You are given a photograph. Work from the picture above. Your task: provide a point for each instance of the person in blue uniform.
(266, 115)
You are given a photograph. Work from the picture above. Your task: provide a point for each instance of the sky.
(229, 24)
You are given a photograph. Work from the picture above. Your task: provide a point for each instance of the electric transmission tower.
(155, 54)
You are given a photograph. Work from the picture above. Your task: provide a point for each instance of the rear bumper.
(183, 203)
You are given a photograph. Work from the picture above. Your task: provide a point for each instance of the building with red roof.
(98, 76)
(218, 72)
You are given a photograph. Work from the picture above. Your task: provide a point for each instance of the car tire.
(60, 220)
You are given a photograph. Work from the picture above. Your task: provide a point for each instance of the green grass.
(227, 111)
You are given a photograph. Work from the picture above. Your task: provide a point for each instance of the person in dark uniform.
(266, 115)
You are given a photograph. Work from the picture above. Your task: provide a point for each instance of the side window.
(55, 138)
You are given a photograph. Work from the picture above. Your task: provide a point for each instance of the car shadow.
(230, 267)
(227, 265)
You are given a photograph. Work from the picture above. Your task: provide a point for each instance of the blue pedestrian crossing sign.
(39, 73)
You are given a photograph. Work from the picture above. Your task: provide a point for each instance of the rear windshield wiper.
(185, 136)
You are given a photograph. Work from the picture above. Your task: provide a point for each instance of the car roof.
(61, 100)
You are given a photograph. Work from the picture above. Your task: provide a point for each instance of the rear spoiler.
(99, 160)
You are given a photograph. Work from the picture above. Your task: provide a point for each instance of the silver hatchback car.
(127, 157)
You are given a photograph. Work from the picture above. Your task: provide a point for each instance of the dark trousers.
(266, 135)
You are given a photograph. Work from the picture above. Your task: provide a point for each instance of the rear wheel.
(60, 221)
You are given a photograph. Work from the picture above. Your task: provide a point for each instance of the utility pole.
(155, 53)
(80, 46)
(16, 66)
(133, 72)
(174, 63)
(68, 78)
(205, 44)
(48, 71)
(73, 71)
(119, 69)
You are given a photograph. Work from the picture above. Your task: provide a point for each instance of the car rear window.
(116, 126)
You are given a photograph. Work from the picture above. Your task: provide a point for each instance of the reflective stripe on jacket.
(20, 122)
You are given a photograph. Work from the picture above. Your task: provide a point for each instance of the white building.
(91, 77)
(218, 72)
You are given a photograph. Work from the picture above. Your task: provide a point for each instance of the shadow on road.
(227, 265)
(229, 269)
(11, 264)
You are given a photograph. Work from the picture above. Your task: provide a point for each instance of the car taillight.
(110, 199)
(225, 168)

######

#### The problem:
Rewrite all of the records above, substituting "Your job" for each occurrence of "Your task" and leaving everything else unchanged.

#### Worked solution:
You are given a photograph. Work from the picture above. Your job: provide a point for each instance of the person in blue uniform.
(266, 115)
You are given a photograph. Work from the picture above. Your job: provide a point for each instance of the sky.
(229, 24)
You are given a photograph. Work from the picture above. Your job: provide a point for each instance of the electric transmission tower.
(155, 54)
You are given a photograph. Work from the picture above. Your job: provide a point for each instance of the rear bumper.
(183, 203)
You are given a photograph. Work from the picture above. Your job: provide a point for each instance of the building with red roof.
(98, 76)
(218, 72)
You are given a photograph. Work from the picture above. Your job: provide a point for each instance of the car tire.
(60, 220)
You are given a photograph. Work from the picture above. Your job: provide a point for each instance of the green grass.
(227, 111)
You are given a photograph. Work from the picture above. Your job: provide a point for each instance of the person in dark uniform.
(266, 115)
You are given a photograph. Work from the picture above. Your job: provide a point for each instance of the side window.
(55, 138)
You are given a photograph. Work from the picture above. Your job: provide a point for each instance of the car shadow.
(230, 267)
(227, 265)
You are given a photograph. Work from the picture above. Your job: provide a point for each instance of the blue pedestrian crossing sign.
(39, 73)
You are given a photograph. Work from the picture above. Your job: provide a point for each instance of the rear windshield wiper.
(185, 136)
You are given a photograph. Work from the picture above. Your job: provide a point for each instance of the car roof.
(61, 100)
You are given a photograph. Work from the picture above. Your job: provide a point for each instance of the rear spoiler.
(99, 160)
You are given a photograph. Work from the picture above. Your job: provide a point for each instance of the silver hatchback car.
(127, 157)
You are given a photograph. Work from the picture above. Your job: provide a point for each instance of the dark trousers.
(266, 135)
You are given a photograph. Work from the picture above. Your job: provide a point for each instance of the rear wheel.
(60, 221)
You are given a photograph. Work from the picture above. Your job: provide a point for each instance of the utility pole.
(155, 53)
(80, 46)
(16, 66)
(133, 72)
(174, 63)
(68, 78)
(205, 44)
(48, 71)
(73, 71)
(119, 69)
You are given a photograph. Work from the picture above. Your job: provide a point for each instance of the car rear window.
(116, 126)
You are given a photograph. Work from the picture above. Your job: provide a point for each instance of the reflective stripe on jacket.
(20, 122)
You are given a photograph. Work from the picture above. Your job: provide a point for each instance of the white building.
(91, 77)
(218, 72)
You are given a photograph. Work from the picture above. Your job: provide a point for each instance of the shadow on road.
(227, 265)
(229, 269)
(11, 264)
You are given a photograph. Work from the picture above. Your job: provide a point for each instance of the car taillight.
(110, 199)
(225, 168)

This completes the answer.